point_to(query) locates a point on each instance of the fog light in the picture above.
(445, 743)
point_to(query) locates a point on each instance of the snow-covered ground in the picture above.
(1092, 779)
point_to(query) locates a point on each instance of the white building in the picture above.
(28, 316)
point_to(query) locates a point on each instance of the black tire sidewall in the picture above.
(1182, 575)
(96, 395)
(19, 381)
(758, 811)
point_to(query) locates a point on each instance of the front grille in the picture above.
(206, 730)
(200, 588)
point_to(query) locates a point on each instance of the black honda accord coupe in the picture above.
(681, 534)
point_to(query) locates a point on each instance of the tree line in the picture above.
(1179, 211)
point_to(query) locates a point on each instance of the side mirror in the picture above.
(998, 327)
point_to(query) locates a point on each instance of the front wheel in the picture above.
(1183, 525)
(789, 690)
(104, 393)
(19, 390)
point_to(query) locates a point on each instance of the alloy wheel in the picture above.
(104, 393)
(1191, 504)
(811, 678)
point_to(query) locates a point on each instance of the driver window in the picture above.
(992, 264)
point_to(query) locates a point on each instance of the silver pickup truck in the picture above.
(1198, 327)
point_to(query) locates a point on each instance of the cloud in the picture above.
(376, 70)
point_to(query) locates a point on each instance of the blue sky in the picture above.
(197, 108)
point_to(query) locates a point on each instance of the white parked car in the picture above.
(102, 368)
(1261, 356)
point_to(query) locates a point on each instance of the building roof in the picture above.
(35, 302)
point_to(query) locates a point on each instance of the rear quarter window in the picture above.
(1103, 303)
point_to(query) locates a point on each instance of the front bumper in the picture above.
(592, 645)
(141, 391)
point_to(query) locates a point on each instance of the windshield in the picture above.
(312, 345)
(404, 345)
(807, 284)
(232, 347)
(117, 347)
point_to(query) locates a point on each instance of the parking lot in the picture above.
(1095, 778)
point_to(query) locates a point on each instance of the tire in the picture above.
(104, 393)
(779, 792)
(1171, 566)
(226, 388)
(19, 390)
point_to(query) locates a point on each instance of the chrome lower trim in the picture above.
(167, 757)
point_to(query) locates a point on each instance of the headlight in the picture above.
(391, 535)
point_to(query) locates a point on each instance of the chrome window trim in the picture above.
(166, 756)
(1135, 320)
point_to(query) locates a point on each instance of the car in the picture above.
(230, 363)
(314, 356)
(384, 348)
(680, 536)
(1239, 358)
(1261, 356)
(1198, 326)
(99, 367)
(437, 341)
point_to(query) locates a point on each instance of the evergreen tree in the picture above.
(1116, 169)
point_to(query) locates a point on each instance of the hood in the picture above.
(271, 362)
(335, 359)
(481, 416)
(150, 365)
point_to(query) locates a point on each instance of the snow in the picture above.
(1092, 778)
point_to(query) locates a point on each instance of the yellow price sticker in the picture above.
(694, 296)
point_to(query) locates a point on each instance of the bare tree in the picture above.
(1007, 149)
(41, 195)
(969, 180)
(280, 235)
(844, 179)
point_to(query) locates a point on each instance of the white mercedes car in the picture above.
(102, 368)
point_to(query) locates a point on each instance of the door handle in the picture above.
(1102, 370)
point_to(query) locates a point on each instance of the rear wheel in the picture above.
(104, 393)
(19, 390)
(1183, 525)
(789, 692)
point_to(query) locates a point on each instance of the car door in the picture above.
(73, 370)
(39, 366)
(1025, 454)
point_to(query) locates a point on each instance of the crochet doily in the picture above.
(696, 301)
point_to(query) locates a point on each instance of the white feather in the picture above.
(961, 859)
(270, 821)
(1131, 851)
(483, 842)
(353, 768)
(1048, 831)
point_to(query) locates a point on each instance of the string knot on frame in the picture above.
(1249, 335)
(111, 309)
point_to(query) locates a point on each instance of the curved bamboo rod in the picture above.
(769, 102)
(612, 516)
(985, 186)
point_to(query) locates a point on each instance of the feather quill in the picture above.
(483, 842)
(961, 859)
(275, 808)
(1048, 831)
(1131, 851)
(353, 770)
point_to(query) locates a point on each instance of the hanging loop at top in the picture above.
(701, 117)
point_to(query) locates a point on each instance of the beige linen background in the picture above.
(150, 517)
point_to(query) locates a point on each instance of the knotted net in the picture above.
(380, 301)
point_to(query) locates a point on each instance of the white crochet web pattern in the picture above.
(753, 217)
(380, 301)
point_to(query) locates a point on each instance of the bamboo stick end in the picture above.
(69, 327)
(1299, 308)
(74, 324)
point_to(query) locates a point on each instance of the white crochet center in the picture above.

● ● ● ● ●

Reproduce the entire listing above line for line, without changing a single character or the order of the lines.

The answer —
point_to(query) locates a point on each instance of the fog light in the picture above.
(445, 743)
point_to(query) locates a point on each instance of the snow-covered ground in the picture above.
(1092, 779)
point_to(query) locates a point on each instance of the white building in the picture above.
(28, 316)
point_to(query) locates a point on each instance of the black tire sidewall in the picture above.
(1182, 575)
(96, 395)
(19, 381)
(758, 811)
point_to(query) locates a point on each instance of the front grille in the picture above.
(206, 730)
(200, 588)
point_to(query) locates a point on each instance of the black honda accord coupe in the picture above.
(681, 534)
point_to(query) locates a point on each instance of the tree line in the picture above.
(1179, 211)
point_to(query) locates a point on each instance of the side mirror in the picture above.
(998, 327)
point_to(query) locates a point on each instance of the front wheel in the picture above.
(1183, 525)
(789, 690)
(104, 393)
(19, 390)
point_to(query) locates a point on each instance of the alloy wheel in the picture above.
(104, 393)
(1191, 504)
(811, 678)
point_to(query) locates a point on each instance of the driver window in the picture above.
(992, 264)
point_to(query) locates a point on each instance of the silver pickup truck in the picture above.
(1198, 327)
point_to(query) locates a point on each instance of the cloud in the picture above.
(376, 70)
point_to(query) locates a point on each instance of the blue sky in the picture above.
(197, 108)
point_to(query) locates a point on each instance of the white parked car in the picture above.
(102, 368)
(1261, 356)
point_to(query) locates a point on each instance of the building roof in the picture above.
(35, 302)
point_to(query) locates a point on each instance of the rear quarter window in the picture above.
(1103, 303)
point_to(query) locates a point on each instance of the front bumper in the picture above.
(592, 645)
(141, 391)
point_to(query) locates a point on each instance of the windshield in the picture above.
(312, 345)
(404, 345)
(807, 284)
(232, 347)
(117, 347)
point_to(query) locates a point on each instance of the parking lot in the picture above.
(1095, 778)
point_to(query) locates a point on each instance of the tire in the picture above.
(104, 393)
(779, 792)
(1171, 566)
(226, 388)
(19, 390)
point_to(query) locates a point on each instance of the chrome lower trim in the picture above.
(167, 757)
point_to(query) locates a point on each instance of the headlight in the picture above.
(391, 535)
point_to(query) locates a point on each instance of the chrome window trim in the picture above.
(166, 756)
(1135, 320)
point_to(query) locates a point on each instance of the car in the picture above.
(230, 363)
(314, 356)
(384, 348)
(680, 536)
(1239, 358)
(1261, 356)
(1198, 326)
(99, 367)
(437, 341)
point_to(query) locates a point on each instance of the evergreen tree in the picture above.
(1116, 169)
point_to(query) locates a point on each instance of the hood in the picture above.
(271, 362)
(335, 359)
(481, 416)
(150, 365)
point_to(query) locates a point on each instance of the snow in the picture above.
(1092, 778)
point_to(query) locates a point on each instance of the yellow price sticker in the picture above.
(694, 296)
point_to(query) locates a point on each instance of the bare tree in the picture above.
(1007, 149)
(41, 195)
(969, 180)
(280, 235)
(844, 179)
point_to(query) locates a point on each instance of the white mercedes car in the picture above.
(102, 368)
point_to(query) locates a point on each instance of the door handle in the picture above.
(1102, 370)
point_to(query) locates a point on each instance of the rear wheel in the picture above.
(104, 393)
(19, 390)
(1183, 525)
(789, 692)
point_to(query) locates a point on each instance of the car door in the picture above.
(73, 370)
(39, 366)
(1025, 454)
point_to(query) locates a point on each instance of the crochet doily in the picture above.
(696, 301)
point_to(query) locates a point on each instance of the white feather in the picture above.
(961, 859)
(270, 821)
(1131, 851)
(483, 842)
(353, 768)
(1048, 831)
point_to(query) locates a point on each instance of the string knot on frame in the picture above.
(1249, 335)
(111, 309)
point_to(query) locates a point on each instance of the curved bamboo rod in the picture above.
(769, 102)
(612, 516)
(985, 186)
point_to(query) locates a point on each instance of the feather quill in the picture above.
(483, 842)
(961, 859)
(275, 808)
(1048, 831)
(1131, 851)
(353, 770)
point_to(query) locates a point on each instance of the hanging loop at top in the picture above.
(701, 117)
point_to(query) locates a point on each instance of the beige linen background in the picture above.
(150, 517)
point_to(query) locates a point on each instance of the knotted net in the picture above.
(380, 301)
point_to(query) locates a point on each instance of the white crochet web pattern in the picture above.
(753, 217)
(380, 301)
point_to(query) locates a point on each instance of the bamboo stick end in the picture above.
(69, 327)
(1299, 308)
(74, 324)
point_to(query) locates a point on each instance of the white crochet center in the picture above.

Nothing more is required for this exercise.